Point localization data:
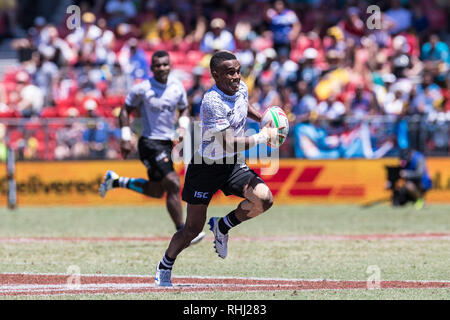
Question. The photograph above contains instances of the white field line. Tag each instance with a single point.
(367, 237)
(151, 277)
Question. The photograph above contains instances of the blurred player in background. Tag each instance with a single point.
(415, 173)
(218, 163)
(156, 99)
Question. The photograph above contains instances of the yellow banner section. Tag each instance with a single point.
(296, 181)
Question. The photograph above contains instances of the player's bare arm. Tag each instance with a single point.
(230, 143)
(124, 123)
(253, 113)
(183, 123)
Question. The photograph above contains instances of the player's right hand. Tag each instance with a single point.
(271, 132)
(125, 148)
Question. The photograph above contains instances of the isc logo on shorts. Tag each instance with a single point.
(201, 195)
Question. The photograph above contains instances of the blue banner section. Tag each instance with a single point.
(361, 141)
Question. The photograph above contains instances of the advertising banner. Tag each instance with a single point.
(350, 181)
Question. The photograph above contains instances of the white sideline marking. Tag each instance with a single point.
(203, 277)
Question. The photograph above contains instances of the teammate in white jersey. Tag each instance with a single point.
(157, 100)
(216, 165)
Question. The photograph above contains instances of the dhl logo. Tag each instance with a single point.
(302, 182)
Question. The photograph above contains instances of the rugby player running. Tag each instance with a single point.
(156, 99)
(219, 164)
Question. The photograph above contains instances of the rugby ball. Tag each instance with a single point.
(277, 118)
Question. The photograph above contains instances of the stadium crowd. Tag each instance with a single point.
(318, 59)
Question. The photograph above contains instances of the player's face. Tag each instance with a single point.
(161, 68)
(228, 76)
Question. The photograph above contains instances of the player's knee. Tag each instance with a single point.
(190, 232)
(153, 191)
(265, 200)
(266, 203)
(172, 185)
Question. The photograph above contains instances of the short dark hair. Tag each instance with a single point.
(160, 54)
(219, 57)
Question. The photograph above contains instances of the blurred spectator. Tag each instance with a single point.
(195, 93)
(97, 132)
(218, 38)
(331, 108)
(400, 16)
(395, 103)
(305, 104)
(170, 29)
(44, 76)
(352, 25)
(70, 139)
(8, 19)
(246, 55)
(307, 71)
(336, 37)
(133, 60)
(436, 56)
(27, 98)
(119, 11)
(266, 95)
(284, 25)
(329, 59)
(361, 103)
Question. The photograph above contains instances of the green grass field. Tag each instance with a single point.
(397, 259)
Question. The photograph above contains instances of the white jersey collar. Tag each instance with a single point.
(225, 96)
(158, 84)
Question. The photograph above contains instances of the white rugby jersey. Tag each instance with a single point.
(218, 112)
(157, 103)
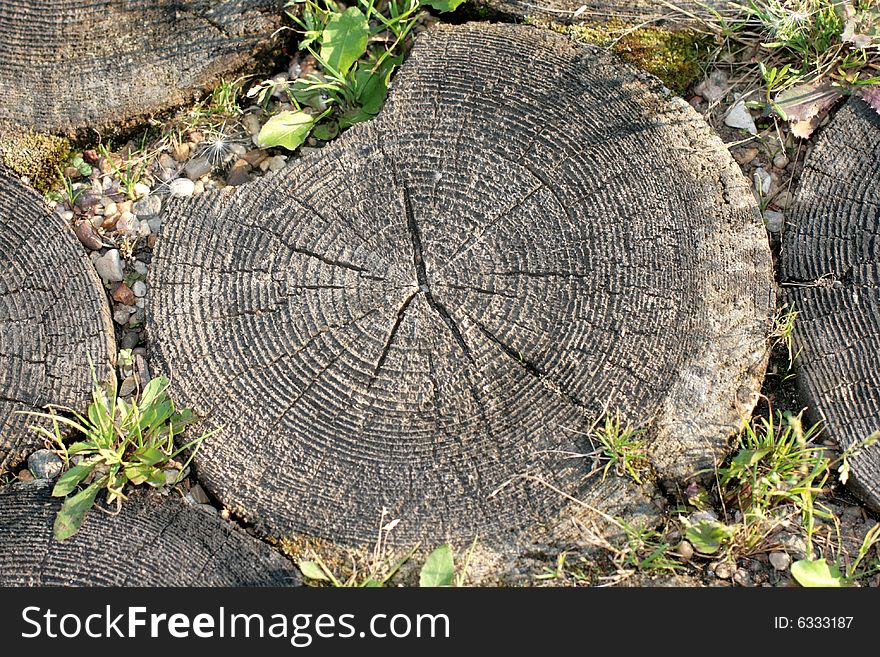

Task instructions: Each entry above must be duplicated precisely; none of the pictures may be included.

Task response:
Question. The photograph above contains instances of the white field line. Tag each instance with a single point.
(367, 237)
(151, 277)
Question. The photograph above contains instances of the blurred player in background. Tag each instance with a single point.
(415, 173)
(218, 163)
(156, 99)
Question. The photograph above contains instances of the yellow banner section. Tag each instance with a single point.
(296, 181)
Question. The photograph above contains instances of the player's bare arm. Tag each instance with a single point.
(230, 143)
(124, 123)
(253, 113)
(183, 123)
Question. The photograph above contains instances of the player's right hand. Tag each instance with a single point.
(271, 132)
(125, 148)
Question. The photograph above contains instances of the isc logo on shorts. Tag each instance with a single point.
(201, 195)
Question. The photograph above contains instances of the blue banner section. Tag each instance with a single point.
(361, 141)
Question. The photograph above contains instances of the advertising banner. Tag each instance with a single point.
(350, 181)
Question. The photograph above contains instances of the white sideline marking. Tag each instance with a single point.
(203, 277)
Question. The photograph above contains instances of the teammate in white jersey. Tag each instance with a single point.
(157, 100)
(216, 165)
Question. The photograph above contains instances of the dhl logo. Tag each instance with a single point.
(302, 182)
Question. The photograph above contains instances of the rugby player running. Tag each instance with a single point.
(156, 99)
(219, 164)
Question. The photograph above contains instances of the rugby ball. Tag each instance with a single point.
(277, 118)
Question. The photograph above contains instances of the stadium crowd. Tag each instance with a single point.
(318, 59)
Question. The photograph above contains instances of the player's face. Tag each instance with a single point.
(161, 68)
(228, 76)
Question. The photograph above contains instances of the player's knee. Tag each instance with a single point.
(190, 232)
(153, 191)
(265, 200)
(266, 203)
(172, 185)
Question. The photograph above contains instances of the short dark hair. Tag each instance with a single point.
(160, 54)
(219, 57)
Question. The photograph above contains instances of the blurred spectator. Tag each instance with a single point.
(195, 93)
(97, 132)
(218, 38)
(331, 108)
(400, 16)
(395, 103)
(305, 104)
(170, 29)
(44, 76)
(352, 25)
(70, 139)
(8, 19)
(246, 55)
(307, 71)
(336, 37)
(133, 60)
(436, 56)
(27, 98)
(119, 11)
(266, 95)
(284, 25)
(329, 59)
(361, 103)
Question. The photograph above contains instances of the green grass field. Tag each instance with a single point.
(397, 259)
Question. The photograph above contains instances of the white jersey collar. Tag each instance with a single point.
(225, 96)
(158, 84)
Question. The photograph above contains instances of the white rugby jersey. Tag each instance with a single point.
(218, 112)
(157, 103)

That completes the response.